──────── Textabschnitt ────────

Darum gehts
Abfall vermeiden gehört zur Königsdisziplin der Nachhaltigkeit. Sogenannte Unverpackt-Läden, bei denen Kundinnen Produkte wie Nudeln, Cornflakes oder Waschmittel in eigene Gläser, Dosen und Säckli abfüllen, machen abfalllosen Konsum möglich.
Nachdem 2018 der erste Unverpackt-Laden der Schweiz eröffnete, schossen diese wie Pilze aus dem Boden. Bis 2022 gab es schweizweit rund 60 Filialen, schätzt Natalie Jacot (34), Präsidentin von Unverpackt Schweiz. Aber der Zero-Waste-Boom lässt nach. Dann gings abwärts. Heute rechnet der Verband noch mit 35 bis 40 Geschäften. Immer mehr solcher Läden müssen ihre Türen für immer schliessen. Zuletzt der Betrieb «Bare Ware» in Winterthur ZH, wie die beiden Gründerinnen auf der Plattform Instagram verkündeten.
Betriebe müssen umstellen
Nachhaltige Lebensmittel sind gemäss der jüngsten EIT Food Studie der EU nur noch für wenige eine Priorität. Demnach möchte nur noch knapp jeder Zehnte einer nachhaltigen Ernährung den Vorrang einräumen.

────────

■ **Ziel der Übung**
Gib aus dem Text über Unverpackt-Läden die Passage von „Betriebe müssen umstellen“ bis „den Vorrang einräumen.“ wortgetreu wieder. Die Zeilen haben mit dem Text über Unverpackt-Läden nichts zu tun.

──────── Ausgewählte Zeilen ────────

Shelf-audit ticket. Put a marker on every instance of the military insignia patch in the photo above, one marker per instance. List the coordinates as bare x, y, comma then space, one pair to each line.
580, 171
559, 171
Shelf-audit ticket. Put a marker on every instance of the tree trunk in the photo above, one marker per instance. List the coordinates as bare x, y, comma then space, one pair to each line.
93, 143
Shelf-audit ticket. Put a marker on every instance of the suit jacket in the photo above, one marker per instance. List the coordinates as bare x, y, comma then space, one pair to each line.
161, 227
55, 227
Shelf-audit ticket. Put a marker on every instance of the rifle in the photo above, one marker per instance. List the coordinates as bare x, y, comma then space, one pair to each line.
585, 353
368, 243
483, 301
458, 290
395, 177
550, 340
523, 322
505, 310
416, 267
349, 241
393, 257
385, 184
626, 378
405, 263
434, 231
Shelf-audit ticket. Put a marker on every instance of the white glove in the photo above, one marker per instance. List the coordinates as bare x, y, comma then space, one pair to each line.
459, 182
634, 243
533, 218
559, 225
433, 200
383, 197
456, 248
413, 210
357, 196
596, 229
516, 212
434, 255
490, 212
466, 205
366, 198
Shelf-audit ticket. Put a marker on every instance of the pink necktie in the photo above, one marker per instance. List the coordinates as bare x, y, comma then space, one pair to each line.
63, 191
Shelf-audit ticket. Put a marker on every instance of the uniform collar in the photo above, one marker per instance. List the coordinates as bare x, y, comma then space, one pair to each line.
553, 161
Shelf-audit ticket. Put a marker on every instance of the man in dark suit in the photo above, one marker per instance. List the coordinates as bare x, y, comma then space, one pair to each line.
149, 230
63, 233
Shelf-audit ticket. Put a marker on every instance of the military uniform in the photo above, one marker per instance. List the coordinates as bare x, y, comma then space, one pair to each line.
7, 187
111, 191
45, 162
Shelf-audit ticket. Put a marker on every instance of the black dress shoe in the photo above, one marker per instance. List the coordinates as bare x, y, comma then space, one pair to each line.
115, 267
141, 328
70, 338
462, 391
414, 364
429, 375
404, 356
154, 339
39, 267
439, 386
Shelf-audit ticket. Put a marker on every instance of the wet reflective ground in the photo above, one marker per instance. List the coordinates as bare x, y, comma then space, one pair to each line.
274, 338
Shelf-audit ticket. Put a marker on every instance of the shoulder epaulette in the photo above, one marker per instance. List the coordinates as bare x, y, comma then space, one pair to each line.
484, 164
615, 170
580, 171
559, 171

────────

■ **Schriftliche Antwort**
Betriebe müssen umstellen
Nachhaltige Lebensmittel sind gemäss der jüngsten EIT Food Studie der EU nur noch für wenige eine Priorität. Demnach möchte nur noch knapp jeder Zehnte einer nachhaltigen Ernährung den Vorrang einräumen.